• [WHAT THIS TASK INVOLVES]
Print the entries exactly as they appear, and omit any images.

[DATA FOR THIS TASK Boundary: Start]

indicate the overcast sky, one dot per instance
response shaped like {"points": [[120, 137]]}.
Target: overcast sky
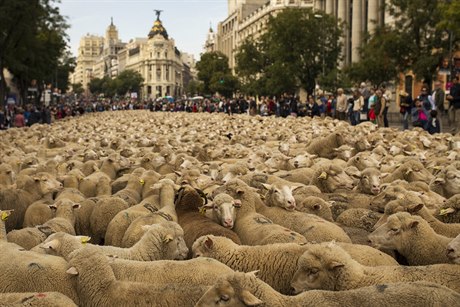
{"points": [[187, 21]]}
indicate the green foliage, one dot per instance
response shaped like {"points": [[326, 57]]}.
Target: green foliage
{"points": [[32, 40], [212, 67], [194, 88], [450, 21], [127, 81], [77, 88], [290, 54]]}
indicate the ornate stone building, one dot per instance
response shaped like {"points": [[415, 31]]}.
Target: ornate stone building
{"points": [[166, 71], [249, 18]]}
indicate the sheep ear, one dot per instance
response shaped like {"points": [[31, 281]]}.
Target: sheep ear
{"points": [[6, 214], [249, 299], [415, 209], [335, 265], [72, 271], [156, 186], [208, 243], [267, 186], [76, 206], [145, 228], [237, 203], [84, 239], [167, 239], [52, 245], [413, 224]]}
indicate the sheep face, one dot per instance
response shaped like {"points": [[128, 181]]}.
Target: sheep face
{"points": [[280, 196], [225, 209], [370, 181], [393, 233], [318, 268], [453, 250], [46, 183], [450, 210], [173, 241], [229, 291]]}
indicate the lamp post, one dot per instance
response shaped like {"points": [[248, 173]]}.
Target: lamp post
{"points": [[323, 64]]}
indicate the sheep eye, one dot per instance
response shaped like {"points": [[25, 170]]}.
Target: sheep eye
{"points": [[224, 298]]}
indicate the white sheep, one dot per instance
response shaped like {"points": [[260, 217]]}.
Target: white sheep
{"points": [[97, 285], [160, 241], [413, 238], [64, 221], [245, 289], [276, 262], [327, 266], [453, 250]]}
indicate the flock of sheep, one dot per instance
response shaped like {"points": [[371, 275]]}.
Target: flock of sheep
{"points": [[167, 209]]}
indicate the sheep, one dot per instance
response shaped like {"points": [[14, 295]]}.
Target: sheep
{"points": [[330, 267], [312, 227], [7, 175], [276, 262], [363, 160], [4, 214], [330, 178], [245, 289], [450, 210], [194, 223], [410, 171], [118, 225], [64, 221], [447, 230], [323, 147], [359, 218], [35, 188], [254, 228], [369, 181], [453, 250], [43, 299], [132, 192], [317, 206], [447, 182], [280, 195], [413, 238], [97, 285], [38, 212], [160, 241], [26, 271]]}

[DATA FOR THIS TASK Boundary: End]

• [TASK SOLUTION]
indicate the overcast sky, one dot per instance
response shaped like {"points": [[120, 137]]}.
Target: overcast sky
{"points": [[187, 21]]}
indicate the green foliage, one dot per instance
response shaped like {"points": [[326, 57]]}.
Target: green foliage
{"points": [[32, 40], [212, 67], [194, 88], [450, 21], [127, 81], [77, 88], [290, 54]]}
indicate the ornate stone building, one dot per instance
response shaped like {"points": [[415, 31]]}.
Target: ornate stone building
{"points": [[166, 71], [249, 18]]}
indicate the sheep ear, one dot per instance
response shaped like {"points": [[31, 281]]}.
Target: sheep ear
{"points": [[6, 214], [249, 299], [415, 209], [335, 265], [72, 271], [156, 186], [208, 243], [267, 186], [76, 206], [145, 228], [237, 203], [84, 239], [167, 239], [52, 245], [413, 224]]}
indicate the sheep face, one dot per instance
response shaped like {"points": [[128, 181]]}.
Target: sheep face
{"points": [[280, 196], [225, 209], [370, 181], [393, 233], [318, 268], [453, 250], [46, 183], [450, 210], [173, 241], [229, 291]]}
indicate the lamp post, one dot per instance
response shaped like {"points": [[248, 173]]}.
Target: lamp post
{"points": [[323, 64]]}
indicate the sheep eye, one dot per instance
response shaped like {"points": [[25, 170]]}.
Target: sheep eye
{"points": [[224, 298]]}
indicate the white sheep, one dot per instance
response shaped like {"points": [[260, 217]]}.
Target: white sheep
{"points": [[97, 285], [160, 241], [413, 238], [64, 221], [245, 289], [276, 262], [327, 266], [453, 250]]}
indicate the flock of sheep, one dot per instance
response shaped like {"points": [[371, 275]]}.
Target: flock of sheep
{"points": [[167, 209]]}
indicate the sheep, one dot per instance
response shaped like {"points": [[14, 295]]}.
Target: sheep
{"points": [[330, 267], [312, 227], [7, 175], [276, 262], [363, 160], [4, 214], [330, 178], [245, 289], [450, 210], [194, 223], [410, 171], [118, 225], [64, 221], [447, 230], [323, 147], [359, 218], [35, 188], [254, 228], [369, 181], [453, 250], [43, 299], [132, 192], [317, 206], [447, 182], [280, 195], [413, 238], [97, 285], [38, 212], [160, 241], [26, 271]]}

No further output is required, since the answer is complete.